(19)【発行国】日本国特許庁(JP)
(12)【公報種別】公開特許公報(A)
(11)【公開番号】P2023141357
(43)【公開日】2023-10-05
(54)【発明の名称】推定プログラム、推定方法および情報処理装置
(51)【国際特許分類】
G06N 20/00 20190101AFI20230928BHJP
G06Q 50/26 20120101ALI20230928BHJP
G06Q 50/10 20120101ALI20230928BHJP
【FI】
G06N20/00 130
G06Q50/26
G06Q50/10
【審査請求】未請求
【請求項の数】9
【出願形態】OL
(21)【出願番号】P 2022047642
(22)【出願日】2022-03-23
(71)【出願人】
【識別番号】000005223
【氏名又は名称】富士通株式会社
(74)【代理人】
【識別番号】110002147
【氏名又は名称】弁理士法人酒井国際特許事務所
(72)【発明者】
【氏名】紺野 剛史
【テーマコード(参考)】
5L049
【Fターム(参考)】
5L049CC20
5L049CC35
(57)【要約】
【課題】特殊詐欺の犯罪被害を効率的に防止することを課題とする。

■ データ抜粋
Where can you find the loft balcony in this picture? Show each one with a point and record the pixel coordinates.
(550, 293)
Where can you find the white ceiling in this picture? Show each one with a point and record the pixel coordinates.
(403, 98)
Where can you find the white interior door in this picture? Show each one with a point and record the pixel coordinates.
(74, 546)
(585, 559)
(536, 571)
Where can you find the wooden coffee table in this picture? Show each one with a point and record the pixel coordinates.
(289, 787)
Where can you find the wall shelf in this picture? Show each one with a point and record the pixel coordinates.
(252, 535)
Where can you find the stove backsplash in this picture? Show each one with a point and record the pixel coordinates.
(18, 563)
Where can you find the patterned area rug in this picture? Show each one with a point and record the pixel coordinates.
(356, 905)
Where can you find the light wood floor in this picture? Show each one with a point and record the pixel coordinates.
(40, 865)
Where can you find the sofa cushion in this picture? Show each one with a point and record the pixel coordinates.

■ 実施事項
**A.** 公報本文について、次の各問に答えてください。
(i) 出願人の氏名又は名称は何ですか。
(ii) 出願日はいつですか。
(iii) 請求項の数はいくつですか。
**B.** 特殊詐欺の被害防止を扱う特許の公報本文について、最終行の後に続く部分を記してください。
記録を参照する必要はありません。

■ 解答例
**A.**
(i) 富士通株式会社
(ii) 2022-03-23
(iii) 9

**B.**
【解決手段】情報処理装置は、電子機器を利用する人物の特徴量を示す特徴データを取得する。情報処理装置は、特徴データと人物の感情に関する感情情報とに基づいて機械学習された第一の機械学習モデルに、取得された特徴データを入力することで、人物の感情を推定する。情報処理装置は、推定された人物の感情の変化のパターンに基づいて、電子機器を利用する人物に対する犯罪行為の発生のリスクを推定する。
【選択図】
図1
【特許請求の範囲】
【請求項1】
電子機器を利用する人物の特徴量を示す特徴データを取得し、
前記特徴データと人物の感情に関する感情情報とに基づいて機械学習された第一の機械学習モデルに、取得された前記特徴データを入力することで、前記人物の感情を推定し、
推定された前記人物の感情の変化のパターンに基づいて、前記電子機器を利用する前記人物に対する犯罪行為の発生のリスクを推定する、
処理をコンピュータに実行させることを特徴とする推定プログラム。
【請求項2】
前記リスクを推定する処理は、
前記人物の感情の変化のパターンを説明変数とするとともに、複数の犯罪行為のうち前記変化のパターンに対応する犯罪行為を目的変数とする正解データを用いて機械学習された第二の機械学習モデルを取得し、
取得した前記第二の機械学習モデルに対して、推定された前記人物の感情の変化のパターンを入力することで、前記複数の犯罪行為のそれぞれの前記犯罪行為の発生リスクの大きさを取得し、
取得した前記発生リスクの大きさに基づいて、前記複数の犯罪行為の中から前記電子機器を利用する前記人物に対する犯罪行為を特定する、
ことを特徴とする請求項1に記載の推定プログラム。
【請求項3】
前記人物の感情の変化のパターンは、前記電子機器に対する所定の操作が検出されてから予め設定された時間内での前記人物の感情の変化のパターンである、
ことを特徴とする請求項1に記載の推定プログラム。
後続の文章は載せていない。